**What you are asked to do**
Would you print the entire listing exactly, leaving nothing out?

**Records**
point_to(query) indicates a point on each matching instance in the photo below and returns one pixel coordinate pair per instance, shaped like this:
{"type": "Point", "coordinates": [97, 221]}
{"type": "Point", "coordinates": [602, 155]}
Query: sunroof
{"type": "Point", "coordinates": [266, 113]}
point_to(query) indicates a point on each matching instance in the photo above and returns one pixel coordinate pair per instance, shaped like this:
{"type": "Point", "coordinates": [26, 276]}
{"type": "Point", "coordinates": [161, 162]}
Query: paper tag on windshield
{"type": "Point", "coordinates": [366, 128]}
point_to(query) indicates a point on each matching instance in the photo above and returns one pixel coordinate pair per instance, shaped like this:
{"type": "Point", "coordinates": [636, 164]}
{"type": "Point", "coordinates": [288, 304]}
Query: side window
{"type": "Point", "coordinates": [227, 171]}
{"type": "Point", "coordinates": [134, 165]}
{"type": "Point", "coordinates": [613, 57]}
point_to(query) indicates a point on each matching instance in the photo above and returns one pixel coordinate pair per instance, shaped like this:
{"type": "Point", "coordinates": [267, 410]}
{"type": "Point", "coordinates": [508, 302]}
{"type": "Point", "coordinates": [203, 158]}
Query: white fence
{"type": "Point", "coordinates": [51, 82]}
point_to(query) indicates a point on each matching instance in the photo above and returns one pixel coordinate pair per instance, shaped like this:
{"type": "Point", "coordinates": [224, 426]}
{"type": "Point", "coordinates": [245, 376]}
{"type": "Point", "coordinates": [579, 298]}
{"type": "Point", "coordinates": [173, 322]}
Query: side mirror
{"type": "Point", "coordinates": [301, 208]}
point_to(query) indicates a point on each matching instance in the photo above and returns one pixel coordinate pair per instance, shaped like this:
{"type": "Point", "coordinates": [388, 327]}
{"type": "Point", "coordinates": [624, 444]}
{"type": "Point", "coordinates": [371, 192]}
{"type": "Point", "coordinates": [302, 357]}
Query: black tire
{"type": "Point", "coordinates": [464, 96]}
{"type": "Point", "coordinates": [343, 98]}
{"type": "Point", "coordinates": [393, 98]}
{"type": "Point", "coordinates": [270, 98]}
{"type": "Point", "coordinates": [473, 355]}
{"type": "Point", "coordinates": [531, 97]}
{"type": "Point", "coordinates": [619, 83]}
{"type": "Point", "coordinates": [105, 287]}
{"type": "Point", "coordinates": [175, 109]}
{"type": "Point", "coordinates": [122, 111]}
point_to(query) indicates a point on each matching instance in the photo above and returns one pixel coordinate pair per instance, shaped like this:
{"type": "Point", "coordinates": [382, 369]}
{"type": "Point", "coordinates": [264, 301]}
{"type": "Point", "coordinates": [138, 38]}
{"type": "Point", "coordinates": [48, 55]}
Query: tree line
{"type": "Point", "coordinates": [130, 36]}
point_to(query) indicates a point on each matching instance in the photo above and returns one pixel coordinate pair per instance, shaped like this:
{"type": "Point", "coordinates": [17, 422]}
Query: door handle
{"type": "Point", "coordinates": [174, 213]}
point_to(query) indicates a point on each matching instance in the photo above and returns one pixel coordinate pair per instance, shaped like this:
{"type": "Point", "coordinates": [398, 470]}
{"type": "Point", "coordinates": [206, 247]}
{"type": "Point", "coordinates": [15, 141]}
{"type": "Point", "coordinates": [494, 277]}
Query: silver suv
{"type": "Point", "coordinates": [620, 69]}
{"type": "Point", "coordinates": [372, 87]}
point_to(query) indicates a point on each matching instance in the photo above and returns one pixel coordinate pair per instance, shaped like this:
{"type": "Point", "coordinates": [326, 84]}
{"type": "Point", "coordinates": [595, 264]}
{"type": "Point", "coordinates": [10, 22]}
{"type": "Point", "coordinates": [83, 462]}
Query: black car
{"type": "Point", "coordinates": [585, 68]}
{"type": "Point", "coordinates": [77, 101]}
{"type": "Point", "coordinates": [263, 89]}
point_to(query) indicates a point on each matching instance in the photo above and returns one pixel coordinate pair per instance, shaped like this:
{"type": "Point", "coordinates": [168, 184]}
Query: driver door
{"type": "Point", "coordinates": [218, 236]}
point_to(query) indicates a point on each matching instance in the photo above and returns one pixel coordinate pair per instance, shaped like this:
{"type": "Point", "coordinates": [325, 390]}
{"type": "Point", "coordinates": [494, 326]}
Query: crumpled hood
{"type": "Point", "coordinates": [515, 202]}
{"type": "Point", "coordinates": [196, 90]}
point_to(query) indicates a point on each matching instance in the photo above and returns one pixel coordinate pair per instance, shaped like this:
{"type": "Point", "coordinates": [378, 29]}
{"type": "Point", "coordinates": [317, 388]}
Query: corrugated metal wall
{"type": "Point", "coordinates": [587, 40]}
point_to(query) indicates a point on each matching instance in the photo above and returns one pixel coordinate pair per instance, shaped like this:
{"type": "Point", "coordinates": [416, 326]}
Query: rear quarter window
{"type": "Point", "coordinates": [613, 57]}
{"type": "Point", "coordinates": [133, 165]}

**Worked solution**
point_to(query) indicates a point on each matching instance in the photo below and returns one pixel coordinate pair per instance, shaped like this:
{"type": "Point", "coordinates": [97, 221]}
{"type": "Point", "coordinates": [602, 155]}
Query: sunroof
{"type": "Point", "coordinates": [266, 113]}
point_to(query) indicates a point on each matching instance in the photo above and returns one pixel coordinate pair per instance, shaped like this:
{"type": "Point", "coordinates": [26, 276]}
{"type": "Point", "coordinates": [161, 162]}
Query: paper tag on windshield
{"type": "Point", "coordinates": [366, 128]}
point_to(query) indicates a point on each matching instance in the photo above and returns one pixel coordinate pair per instance, shaped like this:
{"type": "Point", "coordinates": [636, 164]}
{"type": "Point", "coordinates": [288, 304]}
Query: side window
{"type": "Point", "coordinates": [227, 171]}
{"type": "Point", "coordinates": [134, 165]}
{"type": "Point", "coordinates": [613, 57]}
point_to(query) indicates a point on each matching instance in the photo above and returns one pixel coordinate pair per instance, shaped like this:
{"type": "Point", "coordinates": [267, 410]}
{"type": "Point", "coordinates": [508, 302]}
{"type": "Point", "coordinates": [203, 158]}
Query: white fence
{"type": "Point", "coordinates": [51, 82]}
point_to(query) indicates a point on each matching instance in the photo above and returns one pixel coordinate pair per instance, shaped like this:
{"type": "Point", "coordinates": [224, 426]}
{"type": "Point", "coordinates": [245, 376]}
{"type": "Point", "coordinates": [579, 298]}
{"type": "Point", "coordinates": [173, 322]}
Query: side mirror
{"type": "Point", "coordinates": [301, 208]}
point_to(query) indicates a point on each matching instance in the photo above and returns one pixel coordinate pair per instance, shaped like this:
{"type": "Point", "coordinates": [388, 327]}
{"type": "Point", "coordinates": [624, 444]}
{"type": "Point", "coordinates": [371, 192]}
{"type": "Point", "coordinates": [302, 357]}
Query: black tire
{"type": "Point", "coordinates": [464, 96]}
{"type": "Point", "coordinates": [343, 98]}
{"type": "Point", "coordinates": [393, 98]}
{"type": "Point", "coordinates": [270, 98]}
{"type": "Point", "coordinates": [473, 355]}
{"type": "Point", "coordinates": [531, 97]}
{"type": "Point", "coordinates": [619, 83]}
{"type": "Point", "coordinates": [105, 287]}
{"type": "Point", "coordinates": [175, 109]}
{"type": "Point", "coordinates": [122, 111]}
point_to(query) indicates a point on each matching instance in the photo above and returns one pixel coordinate pair per instance, shaped like this:
{"type": "Point", "coordinates": [382, 369]}
{"type": "Point", "coordinates": [264, 301]}
{"type": "Point", "coordinates": [138, 38]}
{"type": "Point", "coordinates": [48, 55]}
Query: tree line
{"type": "Point", "coordinates": [130, 36]}
point_to(query) indicates a point on each matching instance in the photo above and returns one pixel coordinate pair per instance, shaped like this:
{"type": "Point", "coordinates": [17, 422]}
Query: door handle
{"type": "Point", "coordinates": [174, 213]}
point_to(query) indicates a point on each matching instance in the photo above and returns one pixel coordinate pair per instance, shaped like this:
{"type": "Point", "coordinates": [398, 470]}
{"type": "Point", "coordinates": [206, 247]}
{"type": "Point", "coordinates": [15, 141]}
{"type": "Point", "coordinates": [494, 277]}
Query: silver suv
{"type": "Point", "coordinates": [620, 69]}
{"type": "Point", "coordinates": [372, 87]}
point_to(query) indicates a point on each matching instance in the photo above and returns one pixel coordinate pair per instance, shaped like this:
{"type": "Point", "coordinates": [326, 84]}
{"type": "Point", "coordinates": [595, 264]}
{"type": "Point", "coordinates": [10, 22]}
{"type": "Point", "coordinates": [83, 462]}
Query: black car
{"type": "Point", "coordinates": [585, 68]}
{"type": "Point", "coordinates": [77, 101]}
{"type": "Point", "coordinates": [263, 89]}
point_to(query) indicates a point on each matching instance in the photo above and returns one pixel coordinate pair per instance, shaped like this:
{"type": "Point", "coordinates": [168, 184]}
Query: driver door
{"type": "Point", "coordinates": [218, 236]}
point_to(query) indicates a point on each matching instance in the photo above and returns one pixel coordinate pair per instance, shaped like this:
{"type": "Point", "coordinates": [325, 390]}
{"type": "Point", "coordinates": [494, 326]}
Query: crumpled hood
{"type": "Point", "coordinates": [515, 202]}
{"type": "Point", "coordinates": [196, 90]}
point_to(query) indicates a point on each matching instance in the photo above and returns one pixel coordinate pair per instance, shaped like this:
{"type": "Point", "coordinates": [378, 29]}
{"type": "Point", "coordinates": [317, 388]}
Query: corrugated metal wall
{"type": "Point", "coordinates": [587, 40]}
point_to(query) indicates a point on each matching instance in the photo above and returns one pixel coordinate pair per instance, shaped like this:
{"type": "Point", "coordinates": [416, 326]}
Query: rear quarter window
{"type": "Point", "coordinates": [613, 57]}
{"type": "Point", "coordinates": [133, 165]}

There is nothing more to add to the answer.